• Text section:
47 At this third stage, the court adjusts the indicative enhanced starting point either upwards or downwards based on the relevant aggravating and mitigating factors (see BDB at [55], [63]–[75]). For this purpose, the non-exhaustive list of aggravating factors set out by the Court of Appeal in BDB is relevant. They include: (a) the extent of deliberation or premeditation; (b) the manner and duration of the attack; (c) the victim’s vulnerability; (d) the use of any weapon; (e) whether the attack was undertaken by a group; (f) any relevant antecedents on the offender’s party; and (g) any prior intervention by the authorities (BDB at [62]). Factors associated with the victim’s vulnerability include the extent to which the offender exploited or preyed upon the different aspects of the victim’s vulnerability to facilitate the commission of the offence, as well as whether the victim is in a relationship of trust and authority with the offender. As the Court of Appeal noted in PP v UI [2008] 4 SLR(R) 500 (“UI”) (at [33]), parents betray the ultimate relationship of trust and authority when they abuse their children and, for this reason, a parent would typically receive a harsher punishment for such abuse.
48 For completeness, the court must bear in mind s 74B(3) of the Penal Code discussed earlier. In a rare case, the offender may be able to prove under s 74B(3) of the Penal Code that the enhanced punishment provision should not apply because the victim was capable of protecting himself from the offender in respect of the harm caused in the same manner as a person of or above 14 years of age.
49 To summarise, the sentencing approach for an offence committed under s 325 read with s 74B(2) of the Penal Code is as follows:
(a) First, the court considers the seriousness of the injury in arriving at an indicative starting point for the s 325 offence.
(b) Second, a multiplier ranging from 1% to 100% is determined based on the age of the victim according to the table set out above (at [44]). The indicative starting point for the s 325 offence is then enhanced by the percentage of the multiplier, resulting in an indicative enhanced starting point.
(c) Third, the court will adjust the indicative enhanced starting point upwards or downwards based on the presence of relevant aggravating and mitigating factors.
50 In our opinion, this sentencing framework which focuses on age, as compared with other vulnerable victims protected in ss 74–74A, 74C–74D, is in line with Parliament’s intention in introducing s 74B. It uses the sole factor of age to determine the extent of enhanced punishment and, as we have stated earlier, age is an objective fact easily determined in most cases. The framework here makes a simple addition to the existing sentencing framework for offences under s 325 instead of having a whole new framework for s 325 offences read with s 74B(2). The advantage of such an approach is that the range of the multiplier for enhancement can be applied to other Penal Code offences involving young victims below the age of 14.
Application on the facts
51 In relation to the third charge and the eighth charge, there was no basis at all to find that the sentences imposed by the DJ were manifestly excessive or wrong in principle. For the first charge under s 325 read with s 74B(2) of the Penal Code, the grievous hurt caused was a fractured skull. We agreed with the DJ that this was inherently more serious than the multiple fractures to the limbs and ribs caused to the victim in BDB and therefore warranted a higher starting point than three years and six months’ imprisonment. Further, [V2] suffered other serious injuries, had to undergo emergency surgery and was warded in the hospital for 24 days, including five days in the Children’s Intensive Care Unit.

• Prompt 1:
Reproduce the sentencing passage word for word from "(c) Third, the court" to "the age of 14.".
• Prompt 2:
According to the sentencing passage, how long was [V2] warded in the hospital?
• Prompt 3:
Write the next part of the sentencing passage, picking up right after its last sentence.
The records have no connection to the sentencing passage.

• Information given:

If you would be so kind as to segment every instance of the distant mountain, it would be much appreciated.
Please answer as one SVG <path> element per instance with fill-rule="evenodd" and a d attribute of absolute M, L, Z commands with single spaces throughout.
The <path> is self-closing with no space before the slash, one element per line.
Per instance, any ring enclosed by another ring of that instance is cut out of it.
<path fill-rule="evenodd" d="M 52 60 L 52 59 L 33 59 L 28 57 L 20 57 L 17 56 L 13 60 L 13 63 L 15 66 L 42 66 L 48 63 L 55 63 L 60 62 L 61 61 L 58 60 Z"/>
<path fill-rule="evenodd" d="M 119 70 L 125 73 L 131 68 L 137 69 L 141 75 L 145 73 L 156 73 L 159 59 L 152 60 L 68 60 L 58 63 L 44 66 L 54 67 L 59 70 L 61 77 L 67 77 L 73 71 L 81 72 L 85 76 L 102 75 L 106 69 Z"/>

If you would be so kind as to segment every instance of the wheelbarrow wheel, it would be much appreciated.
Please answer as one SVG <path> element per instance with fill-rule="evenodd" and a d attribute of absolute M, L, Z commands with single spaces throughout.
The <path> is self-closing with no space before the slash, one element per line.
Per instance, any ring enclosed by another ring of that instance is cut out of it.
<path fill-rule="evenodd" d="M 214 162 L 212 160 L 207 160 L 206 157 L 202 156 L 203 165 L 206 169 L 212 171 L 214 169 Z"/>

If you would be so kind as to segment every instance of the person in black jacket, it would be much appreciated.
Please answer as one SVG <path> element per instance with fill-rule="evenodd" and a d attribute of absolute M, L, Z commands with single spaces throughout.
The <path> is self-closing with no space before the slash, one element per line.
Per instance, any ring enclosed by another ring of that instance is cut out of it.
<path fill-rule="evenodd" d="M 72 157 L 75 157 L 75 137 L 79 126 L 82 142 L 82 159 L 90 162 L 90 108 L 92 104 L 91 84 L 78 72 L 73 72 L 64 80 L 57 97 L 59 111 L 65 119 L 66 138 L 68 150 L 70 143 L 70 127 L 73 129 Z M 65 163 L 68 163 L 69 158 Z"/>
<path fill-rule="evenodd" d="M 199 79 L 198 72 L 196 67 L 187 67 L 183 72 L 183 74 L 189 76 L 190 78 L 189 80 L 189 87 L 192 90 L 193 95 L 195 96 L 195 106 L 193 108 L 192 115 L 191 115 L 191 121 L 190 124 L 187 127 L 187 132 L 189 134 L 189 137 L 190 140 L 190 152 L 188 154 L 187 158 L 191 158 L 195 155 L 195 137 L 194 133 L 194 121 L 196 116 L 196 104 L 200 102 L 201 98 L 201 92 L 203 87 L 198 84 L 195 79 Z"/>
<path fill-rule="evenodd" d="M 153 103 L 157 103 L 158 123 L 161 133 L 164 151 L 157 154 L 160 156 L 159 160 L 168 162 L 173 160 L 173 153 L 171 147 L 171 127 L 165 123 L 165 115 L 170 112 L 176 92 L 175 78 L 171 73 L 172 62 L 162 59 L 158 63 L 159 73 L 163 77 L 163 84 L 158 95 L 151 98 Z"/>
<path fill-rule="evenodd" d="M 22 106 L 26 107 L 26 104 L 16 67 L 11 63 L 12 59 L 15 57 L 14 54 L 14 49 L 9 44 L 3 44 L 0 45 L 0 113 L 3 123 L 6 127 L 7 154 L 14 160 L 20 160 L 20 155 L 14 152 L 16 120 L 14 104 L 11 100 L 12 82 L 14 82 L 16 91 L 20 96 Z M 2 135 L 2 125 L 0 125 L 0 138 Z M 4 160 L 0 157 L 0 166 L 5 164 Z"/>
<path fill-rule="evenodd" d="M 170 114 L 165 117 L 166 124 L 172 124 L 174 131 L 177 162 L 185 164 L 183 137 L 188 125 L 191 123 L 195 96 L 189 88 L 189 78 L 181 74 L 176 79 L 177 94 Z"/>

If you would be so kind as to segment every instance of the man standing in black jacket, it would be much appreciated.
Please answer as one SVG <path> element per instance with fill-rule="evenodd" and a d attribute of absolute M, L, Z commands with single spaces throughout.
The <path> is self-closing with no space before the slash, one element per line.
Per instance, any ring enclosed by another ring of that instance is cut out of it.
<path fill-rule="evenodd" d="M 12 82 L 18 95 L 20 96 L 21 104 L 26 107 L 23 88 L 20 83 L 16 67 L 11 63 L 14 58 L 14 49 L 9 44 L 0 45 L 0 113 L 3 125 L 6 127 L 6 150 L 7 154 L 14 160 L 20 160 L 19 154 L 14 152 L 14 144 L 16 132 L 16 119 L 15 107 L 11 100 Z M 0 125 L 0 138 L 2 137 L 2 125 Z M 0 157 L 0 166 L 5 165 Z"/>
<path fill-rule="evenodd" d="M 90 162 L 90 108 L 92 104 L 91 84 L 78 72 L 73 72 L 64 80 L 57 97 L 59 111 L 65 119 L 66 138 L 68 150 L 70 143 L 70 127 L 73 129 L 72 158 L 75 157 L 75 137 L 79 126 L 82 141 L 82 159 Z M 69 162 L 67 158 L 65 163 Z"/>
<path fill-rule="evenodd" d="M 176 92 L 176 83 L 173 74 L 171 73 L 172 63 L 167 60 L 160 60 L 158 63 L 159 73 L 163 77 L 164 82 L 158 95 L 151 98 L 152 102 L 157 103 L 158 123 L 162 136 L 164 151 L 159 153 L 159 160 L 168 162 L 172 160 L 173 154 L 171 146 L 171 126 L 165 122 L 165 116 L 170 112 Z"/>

• Task answer 1:
(c) Third, the court will adjust the indicative enhanced starting point upwards or downwards based on the presence of relevant aggravating and mitigating factors.
50 In our opinion, this sentencing framework which focuses on age, as compared with other vulnerable victims protected in ss 74–74A, 74C–74D, is in line with Parliament’s intention in introducing s 74B. It uses the sole factor of age to determine the extent of enhanced punishment and, as we have stated earlier, age is an objective fact easily determined in most cases. The framework here makes a simple addition to the existing sentencing framework for offences under s 325 instead of having a whole new framework for s 325 offences read with s 74B(2). The advantage of such an approach is that the range of the multiplier for enhancement can be applied to other Penal Code offences involving young victims below the age of 14.

• Task answer 2:
[V2] was warded for 24 days, including five days in the Children's Intensive Care Unit.

• Task answer 3:
52 The DJ’s decision that an indicative starting point of five years’ imprisonment was appropriate for the offence against [V2] was therefore acceptable. At the second step of the sentencing framework that we have set out, we applied a multiplier of 80% to the indicative starting point. The multiplier of 80% falls within the top range of the sentence enhancement because [V2] was only two years and one month old at the time of the offence, a mere toddler and still “pre-verbal”. Applying the multiplier of 80% yielded an indicative enhanced starting point of nine years’ imprisonment.
53 An uplift of another three years’ imprisonment would have been warranted, based on the presence of several aggravating factors. First, the appellant is [V2]’s biological father. His senseless acts of violence against [V2] by repeatedly shoving him to the floor were a serious betrayal of their relationship of trust and dependence (BDB at [119]). Second, the appellant’s acts of violence against [V2] were not an isolated incident. The appellant had two other charges for causing hurt to [V2], as well as another charge for causing hurt to [V1], taken into consideration for the purposes of sentencing. These incidents showed a pattern of violence with increasing severity over time. Third, the prior intervention of MSF was an aggravating factor. The appellant was investigated after his violent acts against [V1] which gave rise to the third charge and [V2] was placed in foster care as a result. Nonetheless, the appellant committed the offence in the first charge when [V2] was residing with him and [W] during the weekend. Fourth, we noted that the appellant had antecedents for robbery with hurt and voluntarily causing hurt, which signalled a greater need for specific deterrence.
54 The appellant claimed that his actions were done on the spur of the moment. The appellant claimed that he acted the way he did because he was upset that [V2] refused to enter the house and had allegedly shouted at his mother. We did not think this was a mitigating factor in his favour. His actions against [V2] that day were not one-off but were a series of violent acts against the defenceless young child. The frustrations faced by a parent can never justify or excuse the abuse of their children (BDB at [75]). Based on the overall circumstances, we considered that a sentence of 12 years’ imprisonment would have been appropriate for the first charge.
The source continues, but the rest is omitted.